STATED EXERCISE:
Recast every line of the records below as a JSON list of strings, one string per line, leaving out blank lines and the pictures.

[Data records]
--- --- ---

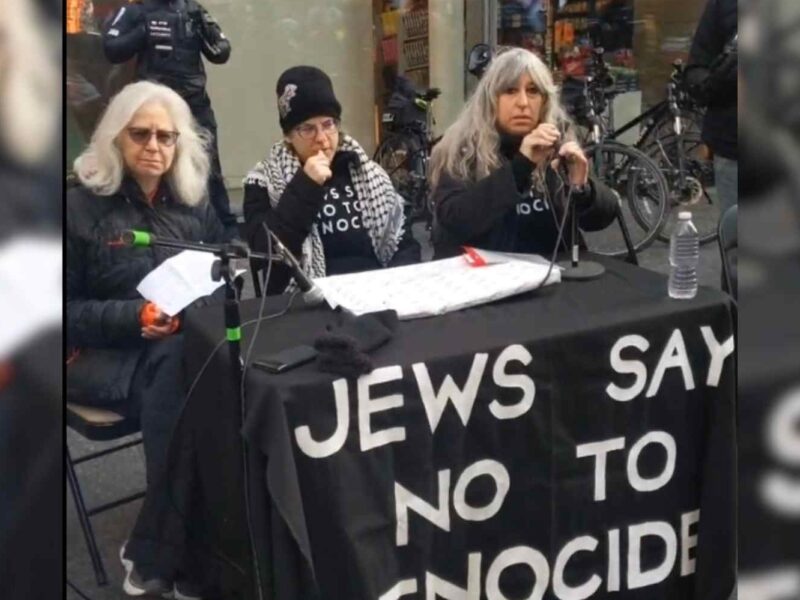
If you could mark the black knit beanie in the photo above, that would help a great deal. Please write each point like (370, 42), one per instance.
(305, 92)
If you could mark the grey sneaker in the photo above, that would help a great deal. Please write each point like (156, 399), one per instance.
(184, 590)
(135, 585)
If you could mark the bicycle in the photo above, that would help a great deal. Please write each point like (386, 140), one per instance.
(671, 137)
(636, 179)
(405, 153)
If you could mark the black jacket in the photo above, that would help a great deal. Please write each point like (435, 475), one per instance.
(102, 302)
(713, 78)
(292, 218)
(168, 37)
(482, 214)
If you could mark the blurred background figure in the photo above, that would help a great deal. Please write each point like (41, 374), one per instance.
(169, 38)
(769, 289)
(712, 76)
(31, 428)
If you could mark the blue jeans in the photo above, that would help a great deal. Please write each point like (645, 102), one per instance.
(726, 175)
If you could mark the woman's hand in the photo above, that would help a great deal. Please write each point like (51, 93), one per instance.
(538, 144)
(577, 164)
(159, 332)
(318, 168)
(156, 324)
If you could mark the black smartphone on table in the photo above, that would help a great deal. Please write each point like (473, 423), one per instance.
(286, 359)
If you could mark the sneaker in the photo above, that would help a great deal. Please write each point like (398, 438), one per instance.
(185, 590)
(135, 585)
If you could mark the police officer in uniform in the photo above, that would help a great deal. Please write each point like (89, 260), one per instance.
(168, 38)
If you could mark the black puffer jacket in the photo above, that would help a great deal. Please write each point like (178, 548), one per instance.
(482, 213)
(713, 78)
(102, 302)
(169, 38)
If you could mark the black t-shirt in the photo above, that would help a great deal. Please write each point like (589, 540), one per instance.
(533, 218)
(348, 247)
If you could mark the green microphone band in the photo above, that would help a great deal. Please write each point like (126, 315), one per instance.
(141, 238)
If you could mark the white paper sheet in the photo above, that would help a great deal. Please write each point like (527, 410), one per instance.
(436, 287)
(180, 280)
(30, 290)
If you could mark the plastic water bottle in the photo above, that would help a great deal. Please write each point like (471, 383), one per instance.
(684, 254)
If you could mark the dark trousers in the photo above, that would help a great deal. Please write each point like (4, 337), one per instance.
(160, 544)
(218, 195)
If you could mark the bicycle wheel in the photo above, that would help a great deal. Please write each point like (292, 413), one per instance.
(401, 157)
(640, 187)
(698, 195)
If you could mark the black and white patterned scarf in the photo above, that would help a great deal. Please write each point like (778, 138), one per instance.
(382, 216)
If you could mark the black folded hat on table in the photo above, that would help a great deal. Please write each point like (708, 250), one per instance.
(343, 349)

--- --- ---

TASK RESPONSE:
[
  "If you could mark the black knit beanie in the photo above, that would help a great deal. Please write each point like (370, 42), one per instance.",
  "(305, 92)",
  "If you could mark the grey sneaker in the photo above, that would help a great deal. Please write each point like (156, 399), one per instance.",
  "(184, 590)",
  "(135, 585)",
  "If you could mark the bicycle in the photo above, that would help a great deal. Please write each point like (386, 140), one per instance.",
  "(671, 137)",
  "(636, 179)",
  "(405, 153)",
  "If you could mark the black jacket in the photo above, that would help a great deal. Please write each point like (435, 475), one per instance.",
  "(102, 302)",
  "(713, 78)",
  "(292, 218)",
  "(168, 37)",
  "(482, 214)",
  "If you could mark the blurred background figure in the photo above, that would help a great deal. Please write each point like (41, 374), one per instance.",
  "(169, 38)",
  "(769, 289)",
  "(712, 76)",
  "(31, 428)",
  "If you could mark the blue jeans in the photo above, that would help a great deal. Please write each point like (645, 102), one per instance.",
  "(726, 175)",
  "If you could mark the woman's hand in the photo above, that would help a great deal. Please write each point like (51, 93), one per instance.",
  "(538, 144)",
  "(577, 164)",
  "(159, 332)",
  "(318, 168)",
  "(156, 324)",
  "If you could mark the black smartphone on table in the photo above, that would help a great deal. Please write each point like (473, 423), one per instance.",
  "(286, 359)",
  "If you could mark the sneaker in the photo above, that would help a great deal. Please write each point like (398, 438), one per instance.",
  "(185, 590)",
  "(135, 585)",
  "If you could mark the police officer in uniform in the photo above, that would help a great deal. Please write each point like (89, 260), one per instance.",
  "(168, 38)",
  "If you could mark the black puffer jacket in the photo above, that would help a great deal. Please write each point like (178, 548), one per instance.",
  "(482, 213)",
  "(713, 78)",
  "(102, 302)",
  "(169, 38)",
  "If you could mark the black t-shirt in the photo above, that would help a great deal. Please write each point like (589, 540), one per instance.",
  "(533, 218)",
  "(348, 247)",
  "If you could mark the green microphone band in the photo above, that would help a great deal. Please write each point like (126, 315), one per instance.",
  "(141, 238)",
  "If you could mark the white paper sheet in the photo above, that would help a great deal. Please write each point like (527, 410), one per instance.",
  "(436, 287)",
  "(180, 280)",
  "(30, 290)",
  "If you could mark the plastic water bottle in the photo above, that would help a great deal. Please write each point like (471, 383), one per instance.",
  "(684, 254)",
  "If you could mark the dark trousers in the photo above, that would help a great deal. Please write each point like (4, 337), one per instance.",
  "(160, 544)",
  "(218, 195)",
  "If you could mark the bicycle wheel in the photo above, that would help a great deal. Please write each point like (292, 413), one per instance.",
  "(401, 157)",
  "(640, 187)",
  "(698, 195)",
  "If you could mark the black and white patterned scarf in the photo above, that would help a great deal. Please write each point like (778, 138), one per instance.",
  "(382, 216)",
  "If you could mark the black folded hat on table in the photo above, that would help a great deal. Please write each point like (708, 250), one per instance.",
  "(343, 349)"
]